## Detalhes da tarefa:
Segundo o trecho do texto sobre o sequestro internacional de crianças, qual decreto internalizou a Convenção no Brasil?

Resumo de Direitos Humanos - Convenção sobre os aspectos civis do sequestro internacional de crianças

Conselho Nacional dos Direitos da Criança e do Adolescente (CONANDA) | Convenção de Haia sobre Aspectos Civis do Sequestro Internacional de Crianças | Convenção sobre os Direitos da Criança

A proteção das crianças e adolescentes, na esfera internacional, se dá especialmente por meio do sistema global especial, contando com a Convenção sobre os Direitos da Criança (1989) e seus três protocolos facultativos: 1) conflitos armados, 2) venda, prostituição e pornografia infantil, e, por fim, 3) mecanismos de comunicação.

Para além disso, tema de fundamental importância, especialmente prática, diz respeito aos aspectos civis do sequestro internacional de crianças, tema tratado na Convenção da ONU.

Não raras vezes, ocorrem conflitos de guardas, visitas, transferências de crianças em desacordo com determinações legais e descumprimento de guardas estabelecidas em diversos países, comuns naqueles casos em que os pais são de nacionalidade distintas e residem em países diferentes e um deles acaba transferindo ou retendo o(s) filho(s) em desacordo com as determinações legais de um ou de ambos os Estados.

O tratado sobre os aspectos civis do sequestro de crianças visa justamente tutelar casos como estes, sempre tendo como baliza o melhor interesse ao menor.

2. Convenção sobre os aspectos civis do sequestro internacional de crianças

Tratado multilateral adotado na cidade de Haia, em 25 de outubro de 1980.

Internalizada no Brasil por meio do Decreto nº 3.413/2000.

O Brasil impôs reserva ao art. 24 da Convenção, para que os documentos estrangeiros juntados sejam acompanhados de tradução em português.

Os objetivos centrais da Convenção são assegurar o retorno imediato de crianças ilicitamente transferidas e fazer respeitar os direitos de guarda e visitas.

Capítulo 1

Âmbito da Convenção

Art. 1

A presente Convenção tem por objetivo:

a) assegurar o retorno imediato de crianças ilicitamente transferidas para qualquer Estado Contratante ou nele retidas indevidamente;

b) fazer respeitar de maneira efetiva nos outros Estados Contratantes os direitos de guarda e de visita existentes num Estado Contratante.

## Linhas de dados:
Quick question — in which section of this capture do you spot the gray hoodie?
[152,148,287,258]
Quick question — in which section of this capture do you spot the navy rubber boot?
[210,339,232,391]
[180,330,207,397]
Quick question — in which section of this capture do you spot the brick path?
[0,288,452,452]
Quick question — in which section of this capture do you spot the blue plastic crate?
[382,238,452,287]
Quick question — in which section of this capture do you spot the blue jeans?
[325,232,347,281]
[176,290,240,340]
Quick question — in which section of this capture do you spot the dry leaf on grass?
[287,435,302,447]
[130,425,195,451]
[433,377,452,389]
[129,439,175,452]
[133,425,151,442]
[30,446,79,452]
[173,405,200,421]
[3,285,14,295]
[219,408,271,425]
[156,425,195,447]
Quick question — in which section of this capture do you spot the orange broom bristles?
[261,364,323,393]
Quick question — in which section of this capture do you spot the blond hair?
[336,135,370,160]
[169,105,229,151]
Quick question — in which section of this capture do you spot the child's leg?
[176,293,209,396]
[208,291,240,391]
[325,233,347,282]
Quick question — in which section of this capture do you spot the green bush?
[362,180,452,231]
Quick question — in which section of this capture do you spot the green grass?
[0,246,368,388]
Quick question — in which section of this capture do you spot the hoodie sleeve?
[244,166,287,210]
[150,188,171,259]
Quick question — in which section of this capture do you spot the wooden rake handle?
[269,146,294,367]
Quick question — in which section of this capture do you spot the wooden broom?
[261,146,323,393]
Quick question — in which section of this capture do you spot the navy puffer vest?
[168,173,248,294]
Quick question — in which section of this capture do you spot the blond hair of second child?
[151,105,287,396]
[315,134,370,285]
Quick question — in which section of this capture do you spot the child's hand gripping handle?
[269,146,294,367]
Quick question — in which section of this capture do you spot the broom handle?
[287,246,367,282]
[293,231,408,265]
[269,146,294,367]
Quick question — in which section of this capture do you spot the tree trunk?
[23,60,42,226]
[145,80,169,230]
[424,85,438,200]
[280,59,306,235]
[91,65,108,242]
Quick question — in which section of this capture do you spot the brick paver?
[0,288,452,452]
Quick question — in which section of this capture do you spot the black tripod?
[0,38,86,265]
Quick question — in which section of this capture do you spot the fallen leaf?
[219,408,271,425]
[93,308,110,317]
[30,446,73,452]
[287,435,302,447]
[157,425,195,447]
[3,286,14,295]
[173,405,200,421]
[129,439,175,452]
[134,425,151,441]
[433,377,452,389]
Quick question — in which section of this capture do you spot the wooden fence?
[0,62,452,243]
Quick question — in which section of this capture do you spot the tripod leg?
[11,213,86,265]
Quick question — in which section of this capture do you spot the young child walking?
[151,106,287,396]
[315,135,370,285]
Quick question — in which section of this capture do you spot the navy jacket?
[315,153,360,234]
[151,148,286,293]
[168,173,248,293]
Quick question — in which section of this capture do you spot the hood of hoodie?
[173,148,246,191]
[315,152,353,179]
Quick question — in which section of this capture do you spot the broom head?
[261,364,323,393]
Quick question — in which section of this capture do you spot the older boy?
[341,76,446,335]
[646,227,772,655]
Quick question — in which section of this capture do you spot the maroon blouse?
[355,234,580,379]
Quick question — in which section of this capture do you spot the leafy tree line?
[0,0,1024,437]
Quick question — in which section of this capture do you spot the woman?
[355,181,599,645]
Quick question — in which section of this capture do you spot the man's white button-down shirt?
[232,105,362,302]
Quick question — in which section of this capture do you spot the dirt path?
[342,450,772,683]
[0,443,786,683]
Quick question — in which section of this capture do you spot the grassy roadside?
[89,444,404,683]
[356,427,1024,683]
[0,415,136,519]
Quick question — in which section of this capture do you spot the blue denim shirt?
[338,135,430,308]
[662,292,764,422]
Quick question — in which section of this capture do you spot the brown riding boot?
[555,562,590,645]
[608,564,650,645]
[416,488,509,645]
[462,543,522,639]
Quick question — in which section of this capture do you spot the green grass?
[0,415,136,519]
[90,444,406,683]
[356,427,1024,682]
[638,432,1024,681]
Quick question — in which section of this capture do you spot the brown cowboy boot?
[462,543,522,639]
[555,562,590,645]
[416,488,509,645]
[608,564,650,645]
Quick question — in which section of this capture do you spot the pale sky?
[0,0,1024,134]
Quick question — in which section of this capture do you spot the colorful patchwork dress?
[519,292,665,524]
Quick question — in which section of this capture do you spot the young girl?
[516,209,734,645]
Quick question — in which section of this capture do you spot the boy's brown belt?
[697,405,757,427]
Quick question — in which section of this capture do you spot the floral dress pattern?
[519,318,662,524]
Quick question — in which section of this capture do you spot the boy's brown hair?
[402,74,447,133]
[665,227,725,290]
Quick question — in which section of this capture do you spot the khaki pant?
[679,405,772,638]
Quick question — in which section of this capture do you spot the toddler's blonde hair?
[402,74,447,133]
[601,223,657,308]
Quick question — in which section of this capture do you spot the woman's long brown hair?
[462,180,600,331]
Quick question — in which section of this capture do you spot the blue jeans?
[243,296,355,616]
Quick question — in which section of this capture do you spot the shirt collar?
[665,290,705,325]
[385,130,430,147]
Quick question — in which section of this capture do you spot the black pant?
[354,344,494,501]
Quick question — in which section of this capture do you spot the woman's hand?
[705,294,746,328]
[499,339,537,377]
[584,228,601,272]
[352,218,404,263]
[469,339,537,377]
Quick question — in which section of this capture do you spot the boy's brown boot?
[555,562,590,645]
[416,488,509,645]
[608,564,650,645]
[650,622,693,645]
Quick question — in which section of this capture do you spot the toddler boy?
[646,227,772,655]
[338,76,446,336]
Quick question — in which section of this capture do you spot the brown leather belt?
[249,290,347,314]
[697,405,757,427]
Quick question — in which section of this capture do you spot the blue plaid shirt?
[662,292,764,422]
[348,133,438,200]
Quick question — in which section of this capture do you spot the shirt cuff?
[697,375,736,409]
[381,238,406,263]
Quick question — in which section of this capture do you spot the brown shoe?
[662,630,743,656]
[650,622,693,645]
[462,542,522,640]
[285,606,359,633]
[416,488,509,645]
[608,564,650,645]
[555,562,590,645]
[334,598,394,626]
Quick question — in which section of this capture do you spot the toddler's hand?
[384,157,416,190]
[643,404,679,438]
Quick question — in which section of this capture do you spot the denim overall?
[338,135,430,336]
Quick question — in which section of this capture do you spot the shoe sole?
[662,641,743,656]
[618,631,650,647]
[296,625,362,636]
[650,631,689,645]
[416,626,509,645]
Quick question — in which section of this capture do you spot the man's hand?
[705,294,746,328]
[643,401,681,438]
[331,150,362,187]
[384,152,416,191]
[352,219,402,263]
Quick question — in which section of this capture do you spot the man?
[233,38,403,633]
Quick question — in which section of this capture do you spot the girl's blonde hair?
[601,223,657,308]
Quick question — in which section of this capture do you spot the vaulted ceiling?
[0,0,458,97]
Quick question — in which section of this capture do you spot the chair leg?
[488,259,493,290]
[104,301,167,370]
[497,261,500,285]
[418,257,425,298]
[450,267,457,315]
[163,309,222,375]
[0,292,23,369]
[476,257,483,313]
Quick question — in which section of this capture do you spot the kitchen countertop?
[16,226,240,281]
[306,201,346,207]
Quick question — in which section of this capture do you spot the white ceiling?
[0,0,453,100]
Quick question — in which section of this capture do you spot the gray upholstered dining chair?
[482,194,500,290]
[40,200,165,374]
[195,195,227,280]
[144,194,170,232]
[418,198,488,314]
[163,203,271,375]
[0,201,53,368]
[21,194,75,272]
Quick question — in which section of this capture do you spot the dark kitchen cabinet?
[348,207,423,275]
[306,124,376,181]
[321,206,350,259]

## Resposta abaixo:
O Decreto nº 3.413/2000.